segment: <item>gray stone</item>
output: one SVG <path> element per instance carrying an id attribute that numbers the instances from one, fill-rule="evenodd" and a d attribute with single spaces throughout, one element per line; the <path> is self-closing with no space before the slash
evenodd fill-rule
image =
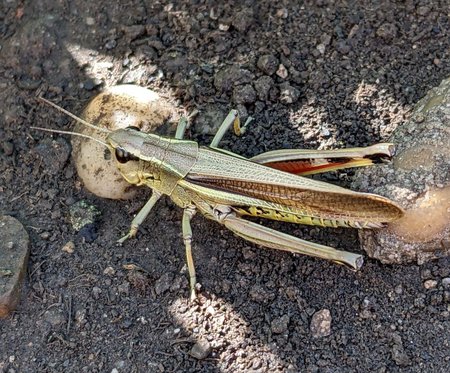
<path id="1" fill-rule="evenodd" d="M 27 272 L 28 233 L 11 216 L 0 216 L 0 318 L 16 309 Z"/>
<path id="2" fill-rule="evenodd" d="M 405 216 L 360 230 L 361 246 L 383 263 L 423 264 L 450 256 L 450 79 L 420 100 L 389 142 L 393 162 L 357 172 L 352 188 L 392 199 Z"/>

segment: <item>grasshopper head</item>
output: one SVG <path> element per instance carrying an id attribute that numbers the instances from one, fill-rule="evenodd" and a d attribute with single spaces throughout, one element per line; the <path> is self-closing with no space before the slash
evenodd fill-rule
<path id="1" fill-rule="evenodd" d="M 116 161 L 122 176 L 131 184 L 139 185 L 139 156 L 144 138 L 135 128 L 123 128 L 111 132 L 106 137 L 106 145 Z"/>
<path id="2" fill-rule="evenodd" d="M 161 141 L 159 136 L 140 132 L 136 127 L 118 129 L 106 137 L 106 144 L 125 180 L 147 186 L 159 179 L 164 158 Z"/>

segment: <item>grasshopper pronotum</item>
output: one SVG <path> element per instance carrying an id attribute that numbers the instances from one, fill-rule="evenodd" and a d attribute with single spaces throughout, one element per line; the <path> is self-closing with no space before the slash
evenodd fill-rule
<path id="1" fill-rule="evenodd" d="M 392 144 L 333 151 L 277 150 L 247 159 L 218 147 L 229 127 L 234 126 L 237 134 L 241 131 L 235 110 L 225 118 L 211 144 L 200 146 L 195 141 L 183 139 L 186 121 L 178 124 L 175 138 L 143 133 L 134 127 L 108 131 L 42 100 L 84 125 L 107 132 L 105 142 L 92 139 L 111 151 L 119 172 L 129 183 L 152 189 L 150 199 L 119 242 L 136 235 L 162 195 L 168 195 L 183 208 L 182 231 L 191 299 L 196 296 L 196 276 L 190 222 L 197 211 L 261 246 L 329 259 L 353 269 L 361 267 L 361 255 L 301 240 L 242 217 L 256 216 L 326 227 L 380 228 L 403 215 L 403 210 L 385 197 L 354 192 L 301 176 L 370 165 L 377 159 L 391 157 Z"/>

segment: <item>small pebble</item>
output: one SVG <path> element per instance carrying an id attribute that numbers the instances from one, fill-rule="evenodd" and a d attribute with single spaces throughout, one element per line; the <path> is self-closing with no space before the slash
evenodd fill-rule
<path id="1" fill-rule="evenodd" d="M 290 318 L 287 315 L 274 319 L 270 324 L 270 329 L 274 334 L 286 333 L 288 330 Z"/>
<path id="2" fill-rule="evenodd" d="M 75 251 L 75 244 L 73 241 L 67 242 L 61 249 L 62 251 L 72 254 Z"/>
<path id="3" fill-rule="evenodd" d="M 280 84 L 280 100 L 283 104 L 293 104 L 300 98 L 300 91 L 288 82 Z"/>
<path id="4" fill-rule="evenodd" d="M 437 281 L 436 280 L 426 280 L 423 283 L 423 287 L 425 289 L 434 289 L 437 286 Z"/>
<path id="5" fill-rule="evenodd" d="M 397 27 L 392 23 L 383 23 L 377 30 L 377 36 L 390 41 L 397 37 Z"/>
<path id="6" fill-rule="evenodd" d="M 278 58 L 276 58 L 274 55 L 266 54 L 264 56 L 259 57 L 256 65 L 263 73 L 267 75 L 272 75 L 277 71 L 279 61 Z"/>
<path id="7" fill-rule="evenodd" d="M 203 360 L 211 353 L 211 344 L 208 341 L 198 341 L 194 344 L 189 351 L 189 355 L 192 357 Z"/>
<path id="8" fill-rule="evenodd" d="M 105 270 L 103 271 L 103 274 L 107 276 L 114 276 L 115 273 L 116 273 L 115 269 L 111 266 L 106 267 Z"/>
<path id="9" fill-rule="evenodd" d="M 16 309 L 27 273 L 28 233 L 11 216 L 0 216 L 0 318 Z"/>
<path id="10" fill-rule="evenodd" d="M 442 286 L 446 289 L 450 288 L 450 277 L 445 277 L 442 279 Z"/>
<path id="11" fill-rule="evenodd" d="M 288 73 L 286 67 L 284 67 L 283 64 L 280 64 L 280 66 L 278 66 L 277 75 L 281 79 L 286 79 L 288 77 L 289 73 Z"/>
<path id="12" fill-rule="evenodd" d="M 170 285 L 172 284 L 172 277 L 169 273 L 163 274 L 156 282 L 155 282 L 155 292 L 160 295 L 167 290 L 170 289 Z"/>
<path id="13" fill-rule="evenodd" d="M 237 86 L 233 91 L 233 100 L 237 104 L 252 104 L 256 101 L 255 89 L 250 84 Z"/>

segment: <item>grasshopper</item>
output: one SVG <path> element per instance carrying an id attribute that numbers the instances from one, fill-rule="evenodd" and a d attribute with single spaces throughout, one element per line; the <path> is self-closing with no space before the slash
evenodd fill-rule
<path id="1" fill-rule="evenodd" d="M 244 217 L 324 227 L 380 228 L 403 215 L 401 207 L 385 197 L 304 177 L 329 170 L 367 166 L 383 158 L 391 158 L 393 144 L 332 151 L 276 150 L 248 159 L 218 146 L 231 126 L 237 135 L 245 130 L 248 123 L 241 127 L 236 110 L 225 118 L 210 145 L 200 146 L 195 141 L 184 139 L 188 125 L 186 119 L 179 122 L 174 138 L 143 133 L 134 127 L 109 131 L 42 100 L 86 126 L 107 132 L 104 142 L 92 139 L 111 151 L 118 170 L 129 183 L 152 189 L 151 197 L 134 217 L 128 234 L 118 242 L 123 243 L 136 235 L 162 195 L 169 196 L 183 209 L 182 232 L 191 299 L 196 297 L 191 220 L 197 211 L 250 242 L 329 259 L 354 270 L 363 264 L 361 255 L 308 242 Z"/>

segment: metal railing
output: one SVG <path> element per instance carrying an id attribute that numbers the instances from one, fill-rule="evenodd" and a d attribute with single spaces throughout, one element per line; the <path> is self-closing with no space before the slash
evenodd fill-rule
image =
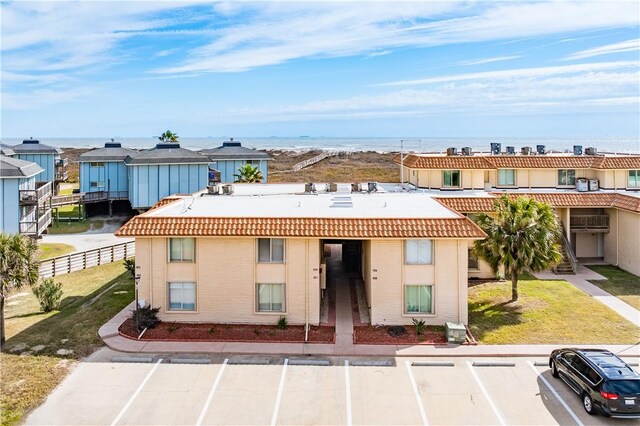
<path id="1" fill-rule="evenodd" d="M 569 228 L 576 231 L 608 231 L 608 215 L 576 215 L 570 216 Z"/>
<path id="2" fill-rule="evenodd" d="M 40 277 L 51 278 L 135 256 L 135 241 L 114 244 L 40 261 Z"/>

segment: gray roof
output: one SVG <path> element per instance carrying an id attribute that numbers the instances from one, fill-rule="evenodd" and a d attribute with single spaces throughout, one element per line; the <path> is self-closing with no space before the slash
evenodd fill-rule
<path id="1" fill-rule="evenodd" d="M 0 178 L 21 178 L 35 176 L 44 169 L 31 161 L 0 155 Z"/>
<path id="2" fill-rule="evenodd" d="M 79 163 L 89 161 L 124 161 L 127 156 L 135 157 L 138 151 L 123 148 L 120 142 L 107 142 L 104 148 L 92 149 L 78 157 Z"/>
<path id="3" fill-rule="evenodd" d="M 0 143 L 0 154 L 2 155 L 14 155 L 13 147 L 11 145 L 7 145 L 6 143 Z"/>
<path id="4" fill-rule="evenodd" d="M 245 148 L 240 142 L 233 140 L 223 142 L 222 146 L 213 149 L 203 149 L 202 154 L 208 156 L 212 161 L 215 160 L 273 160 L 269 154 L 264 151 L 257 151 L 251 148 Z"/>
<path id="5" fill-rule="evenodd" d="M 55 146 L 45 145 L 37 139 L 27 139 L 13 146 L 16 154 L 61 154 L 62 150 Z"/>
<path id="6" fill-rule="evenodd" d="M 155 148 L 128 155 L 124 162 L 136 164 L 208 164 L 209 159 L 198 152 L 180 148 L 179 143 L 159 143 Z"/>

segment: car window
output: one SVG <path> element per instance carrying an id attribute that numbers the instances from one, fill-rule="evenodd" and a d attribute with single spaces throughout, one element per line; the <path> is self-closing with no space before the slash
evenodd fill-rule
<path id="1" fill-rule="evenodd" d="M 606 384 L 608 392 L 618 395 L 640 394 L 640 380 L 609 380 Z"/>

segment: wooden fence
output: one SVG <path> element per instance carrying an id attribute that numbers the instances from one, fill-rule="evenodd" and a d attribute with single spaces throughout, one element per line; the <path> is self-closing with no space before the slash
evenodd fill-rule
<path id="1" fill-rule="evenodd" d="M 94 266 L 128 259 L 135 256 L 135 254 L 135 242 L 130 241 L 128 243 L 114 244 L 93 250 L 52 257 L 51 259 L 45 259 L 40 262 L 40 277 L 50 278 L 62 274 L 69 274 Z"/>

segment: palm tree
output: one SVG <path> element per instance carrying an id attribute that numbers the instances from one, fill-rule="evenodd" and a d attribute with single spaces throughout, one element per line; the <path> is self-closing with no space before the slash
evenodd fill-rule
<path id="1" fill-rule="evenodd" d="M 511 275 L 511 300 L 518 300 L 518 276 L 524 271 L 543 271 L 562 261 L 562 235 L 551 206 L 528 197 L 510 199 L 503 195 L 494 212 L 481 213 L 476 223 L 487 238 L 476 241 L 474 252 L 498 272 L 504 266 Z"/>
<path id="2" fill-rule="evenodd" d="M 259 167 L 253 167 L 251 164 L 244 164 L 238 169 L 238 173 L 234 175 L 236 182 L 240 183 L 259 183 L 262 182 L 262 170 Z"/>
<path id="3" fill-rule="evenodd" d="M 24 235 L 0 234 L 0 348 L 4 346 L 4 300 L 25 284 L 38 282 L 36 242 Z"/>
<path id="4" fill-rule="evenodd" d="M 173 133 L 171 130 L 167 130 L 166 132 L 158 136 L 158 139 L 160 139 L 160 142 L 178 143 L 178 134 Z"/>

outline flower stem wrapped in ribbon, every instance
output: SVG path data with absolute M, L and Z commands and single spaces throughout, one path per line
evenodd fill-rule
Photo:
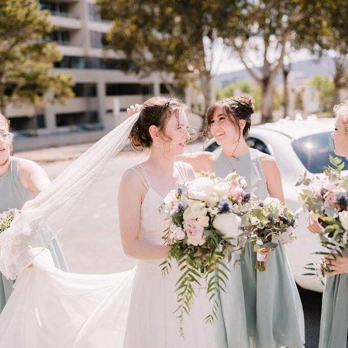
M 260 252 L 275 249 L 278 243 L 292 243 L 295 221 L 294 213 L 277 198 L 268 197 L 255 202 L 255 206 L 245 216 L 242 229 L 247 234 L 247 242 L 254 244 L 257 253 L 255 269 L 262 272 L 267 269 L 266 254 Z
M 318 233 L 325 251 L 320 262 L 309 263 L 305 267 L 310 272 L 304 275 L 317 276 L 324 284 L 325 272 L 331 271 L 330 258 L 336 259 L 348 251 L 348 176 L 341 172 L 344 164 L 337 157 L 330 156 L 331 165 L 324 167 L 324 177 L 308 178 L 307 173 L 297 185 L 306 186 L 299 200 L 310 212 L 311 220 L 318 220 L 323 228 Z
M 170 251 L 160 265 L 162 272 L 169 272 L 172 259 L 181 272 L 175 291 L 182 335 L 183 316 L 190 314 L 195 286 L 204 286 L 212 303 L 206 323 L 217 317 L 217 295 L 225 291 L 230 272 L 224 259 L 230 261 L 232 252 L 240 249 L 245 236 L 239 228 L 241 217 L 252 207 L 253 197 L 244 178 L 236 173 L 222 179 L 202 172 L 177 186 L 160 207 L 170 221 L 163 237 Z

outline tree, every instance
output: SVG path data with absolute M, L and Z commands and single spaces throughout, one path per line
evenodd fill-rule
M 215 48 L 221 44 L 217 28 L 223 22 L 220 3 L 97 1 L 102 14 L 113 20 L 110 45 L 143 73 L 172 73 L 181 86 L 198 81 L 204 111 L 213 98 L 212 79 L 219 59 Z
M 332 110 L 334 105 L 335 90 L 333 81 L 328 76 L 317 75 L 311 79 L 310 84 L 319 92 L 323 111 Z
M 293 40 L 294 33 L 304 18 L 315 20 L 316 7 L 313 2 L 240 2 L 233 15 L 226 19 L 228 29 L 220 33 L 261 88 L 263 122 L 272 121 L 273 84 L 283 64 L 286 44 Z M 260 68 L 253 63 L 255 56 L 262 60 Z M 284 95 L 286 97 L 286 92 Z
M 53 29 L 36 0 L 0 2 L 0 111 L 10 103 L 41 108 L 73 97 L 71 76 L 50 73 L 62 55 L 43 39 Z

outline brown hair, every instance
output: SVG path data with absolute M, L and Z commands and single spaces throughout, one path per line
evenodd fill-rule
M 241 129 L 238 121 L 245 120 L 243 137 L 245 137 L 248 135 L 251 126 L 251 115 L 254 113 L 255 110 L 253 99 L 249 94 L 242 94 L 236 97 L 225 98 L 216 101 L 208 109 L 205 113 L 203 132 L 204 135 L 208 138 L 212 138 L 210 124 L 215 110 L 218 108 L 223 109 L 239 134 Z
M 177 118 L 178 112 L 183 110 L 188 112 L 189 108 L 176 98 L 152 97 L 147 99 L 141 106 L 139 118 L 129 134 L 131 147 L 139 151 L 150 148 L 152 139 L 149 129 L 152 125 L 159 128 L 161 138 L 165 142 L 171 139 L 166 135 L 165 130 L 168 119 L 174 113 Z
M 0 122 L 3 123 L 7 127 L 8 130 L 9 130 L 10 120 L 7 117 L 5 117 L 1 113 L 0 113 Z

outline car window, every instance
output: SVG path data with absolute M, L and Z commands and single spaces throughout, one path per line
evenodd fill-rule
M 265 153 L 267 153 L 268 154 L 271 154 L 270 150 L 266 146 L 266 144 L 263 143 L 263 142 L 254 137 L 249 137 L 246 140 L 247 144 L 248 146 L 252 147 L 253 149 L 256 149 L 261 152 L 264 152 Z M 209 145 L 206 149 L 205 151 L 209 151 L 210 152 L 212 152 L 215 151 L 217 149 L 220 147 L 216 142 L 213 142 L 210 145 Z
M 326 132 L 303 137 L 292 141 L 291 146 L 302 164 L 311 173 L 323 173 L 325 166 L 329 165 L 329 155 L 335 154 L 331 132 Z M 345 169 L 348 169 L 348 162 L 344 157 Z
M 261 152 L 267 153 L 269 155 L 271 154 L 271 152 L 266 144 L 263 141 L 260 140 L 260 139 L 250 137 L 247 139 L 246 142 L 247 144 L 250 147 L 256 149 L 256 150 L 258 150 Z

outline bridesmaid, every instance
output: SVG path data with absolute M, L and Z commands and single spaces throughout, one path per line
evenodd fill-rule
M 45 171 L 33 161 L 11 155 L 13 135 L 9 121 L 0 114 L 0 212 L 11 208 L 21 209 L 50 182 Z M 49 249 L 56 265 L 67 271 L 61 247 L 54 239 Z M 13 290 L 13 281 L 0 273 L 0 312 Z
M 335 153 L 348 157 L 348 100 L 334 107 L 336 117 L 331 134 Z M 308 229 L 322 228 L 317 220 L 308 221 Z M 348 253 L 331 260 L 323 298 L 319 348 L 348 348 Z
M 128 114 L 136 110 L 137 105 L 130 106 Z M 274 158 L 249 147 L 245 141 L 253 112 L 253 101 L 248 95 L 216 102 L 207 111 L 205 133 L 212 135 L 222 148 L 213 153 L 199 152 L 178 156 L 177 160 L 188 162 L 195 172 L 214 172 L 223 177 L 235 171 L 246 177 L 261 198 L 269 195 L 283 201 L 281 178 Z M 255 269 L 256 258 L 253 246 L 247 245 L 240 257 L 243 284 L 229 284 L 227 295 L 221 294 L 229 347 L 238 346 L 233 334 L 235 320 L 233 305 L 238 300 L 239 286 L 243 285 L 251 346 L 302 348 L 304 343 L 303 311 L 284 247 L 280 245 L 270 254 L 267 269 L 264 272 Z M 232 270 L 231 275 L 235 272 Z M 233 279 L 230 277 L 230 283 Z

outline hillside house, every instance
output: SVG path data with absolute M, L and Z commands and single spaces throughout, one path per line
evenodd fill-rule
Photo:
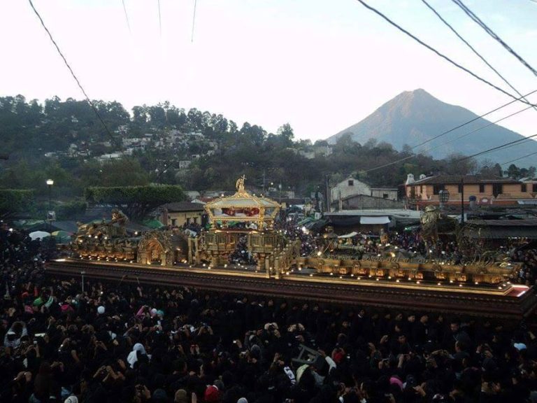
M 330 204 L 356 195 L 371 196 L 371 188 L 364 182 L 349 176 L 335 186 L 330 188 Z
———
WHAT IS BEING ASKED >> Lay out the lines of the records from the line containing "segment: palm tree" through the line containing "511 275 L 511" as a numbered list, omitting any blank lines.

EXERCISE RESPONSE >>
1. segment: palm tree
2. output: one SVG <path> element per instance carrying an id attribute that numbers the instances from one, fill-rule="evenodd" and a d attribute with single spaces throughout, one element per line; the <path> is self-closing with no space before the slash
3. evenodd fill-rule
4. <path id="1" fill-rule="evenodd" d="M 511 275 L 511 300 L 518 300 L 518 276 L 524 271 L 543 271 L 562 261 L 562 235 L 551 206 L 528 197 L 510 199 L 503 195 L 494 212 L 481 213 L 476 223 L 487 238 L 476 241 L 474 252 L 498 272 L 504 266 Z"/>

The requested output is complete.